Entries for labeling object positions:
━━━
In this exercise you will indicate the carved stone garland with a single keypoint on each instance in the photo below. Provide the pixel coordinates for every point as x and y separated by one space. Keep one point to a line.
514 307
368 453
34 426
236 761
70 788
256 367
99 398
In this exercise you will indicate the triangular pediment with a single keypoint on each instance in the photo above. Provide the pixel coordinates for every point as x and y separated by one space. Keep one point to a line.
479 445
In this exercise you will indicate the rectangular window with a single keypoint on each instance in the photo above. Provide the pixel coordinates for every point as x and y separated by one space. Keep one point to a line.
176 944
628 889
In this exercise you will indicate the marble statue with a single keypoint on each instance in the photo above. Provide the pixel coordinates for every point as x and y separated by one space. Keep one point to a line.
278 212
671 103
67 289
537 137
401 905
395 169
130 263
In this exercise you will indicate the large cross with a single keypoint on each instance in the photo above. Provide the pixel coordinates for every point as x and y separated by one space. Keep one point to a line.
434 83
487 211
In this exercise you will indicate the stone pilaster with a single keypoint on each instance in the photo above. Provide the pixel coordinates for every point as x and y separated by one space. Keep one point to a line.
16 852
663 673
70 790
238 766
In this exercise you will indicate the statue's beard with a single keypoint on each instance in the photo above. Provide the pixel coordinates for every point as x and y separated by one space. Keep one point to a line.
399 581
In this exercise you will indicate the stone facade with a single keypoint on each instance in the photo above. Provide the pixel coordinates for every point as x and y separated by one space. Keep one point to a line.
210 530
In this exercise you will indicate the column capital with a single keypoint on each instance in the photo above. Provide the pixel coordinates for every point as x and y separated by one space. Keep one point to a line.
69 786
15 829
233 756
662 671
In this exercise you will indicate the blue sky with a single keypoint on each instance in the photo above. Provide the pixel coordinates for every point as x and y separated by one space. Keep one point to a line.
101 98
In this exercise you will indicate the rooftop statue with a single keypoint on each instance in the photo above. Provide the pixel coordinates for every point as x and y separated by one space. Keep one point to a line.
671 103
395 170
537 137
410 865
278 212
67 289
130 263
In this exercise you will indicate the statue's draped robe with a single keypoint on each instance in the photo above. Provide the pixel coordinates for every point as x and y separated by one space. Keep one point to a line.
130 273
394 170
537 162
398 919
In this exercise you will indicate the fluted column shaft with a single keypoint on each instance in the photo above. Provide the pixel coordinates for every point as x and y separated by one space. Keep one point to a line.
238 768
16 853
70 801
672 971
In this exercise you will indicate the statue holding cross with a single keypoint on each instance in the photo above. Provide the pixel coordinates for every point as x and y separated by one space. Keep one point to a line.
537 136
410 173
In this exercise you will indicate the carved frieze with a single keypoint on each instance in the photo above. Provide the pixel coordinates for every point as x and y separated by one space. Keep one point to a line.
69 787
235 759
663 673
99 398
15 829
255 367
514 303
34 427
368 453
━━━
_Objective_
Could you quote all of the records above word for word, leaving nothing out?

_Finished exercise_
In this exercise you will indicate the carved stone garland with a single keypoint on each instance in the photo below. Provide the pixel coordinates for every point as x and y separated by one space. Keep one point to a line.
514 307
368 453
34 426
236 761
70 788
256 367
99 398
In this exercise you will indicate the triangular pediment with a single keypoint on each instance in the photo above. Provide the pixel coordinates for every point as x and y separated by one space. Keep one point to a line.
479 445
In this exercise you will indicate the rectangular window with a single keypoint on each instance in the photo above. Provide the pixel coordinates for every point as x and y separated by one space. Keep one point to a line.
176 944
628 889
In this exercise you will indicate the marble statue with a single keypoint on each instance in the photo above. Provide the pixel coordinates for every point as x and y separated by one space. Keep one point to a line.
278 212
671 103
67 289
537 137
401 905
395 169
130 263
In this exercise you will indicate the large cross with a single keypoint on each instance in the photo above. Provide the pixel coordinates for every point as x and y separated by one space. Keep one point to a line.
434 83
487 211
In this exercise you will indicate the stone pilaster with a single keypoint on each instance in the photo above. Provide the pixel coordinates for every point as x and y separated by one space. Keep one point to a line.
16 852
663 673
70 790
238 766
In this exercise you will indicate the statue's beard with a single keypoint on each instance in the photo above. Provide the pixel coordinates for every point as x and y separated by one space. Keep one point to a line.
399 581
In this exercise you will indicate the stone facade with a single keypoint on each instance in the photo above. Provide the pixel coordinates for every point as x and y separated by one space. Keep one point to a line.
210 530
In this exercise you will indicate the column capital with a single keypoint on each instance in the photo above. Provide the pixel coordinates for every point as x and y separated by one space. Keep one point to a line.
69 786
15 829
233 756
662 671
In this exercise you will indicate the blue sky with a single keypoint on each instance in the photo above. Provide the pixel coordinates for every point as x and y separated by one space. Keep one point to a line.
101 98
In this exercise you will indicate the rooftop statue with a single keypoint on each instance in the photo above. Provide the pixel coordinates for every point as x and y separated by one space. Keep one point to a line.
671 103
395 170
537 137
410 865
278 212
67 289
130 263
In this exercise you will indicate the statue's draped robe with a single keypoint on each instance in the photo above. Provide the pixel coordinates for every point as x and y separated by one space. Keep one point to a line.
130 273
394 170
537 162
398 919
In this exercise you will indicate the fluted column shaft with a single keypoint on each instance in the photo above. Provide the pixel coordinates for every point as x and y separated by one space. Keep one point to a line.
238 768
16 853
70 801
672 971
In this exercise you will indicate the statue holding cross with a single keypoint on each instance in the photo above. Provide the pixel coordinates for every point as x and y separated by one space. Keep one point to a line.
537 136
410 173
In this exercise you will indicate the carved frieze with a single keypoint on each instance in the photo above. Provide the pixel coordinates for every point as x and y separated by one space. Keep one point to a line.
69 787
235 759
663 673
99 398
15 829
255 367
514 303
34 427
368 453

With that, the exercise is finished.